WHAT THE TASK ASKS:
Write out the rows again, switching "basketball player" to "athlete" and leaving all other text unchanged.

Rows from a collection:
......

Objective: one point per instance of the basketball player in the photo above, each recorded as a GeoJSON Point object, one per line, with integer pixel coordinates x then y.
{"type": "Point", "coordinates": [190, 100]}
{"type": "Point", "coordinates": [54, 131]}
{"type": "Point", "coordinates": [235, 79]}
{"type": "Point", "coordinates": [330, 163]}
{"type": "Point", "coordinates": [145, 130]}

......

FINISHED EXERCISE:
Objective: one point per instance of the athlete in the photo above, each recorded as a GeoJSON Point object, one per line, with integer pixel coordinates x then y.
{"type": "Point", "coordinates": [190, 100]}
{"type": "Point", "coordinates": [54, 131]}
{"type": "Point", "coordinates": [235, 79]}
{"type": "Point", "coordinates": [330, 163]}
{"type": "Point", "coordinates": [145, 130]}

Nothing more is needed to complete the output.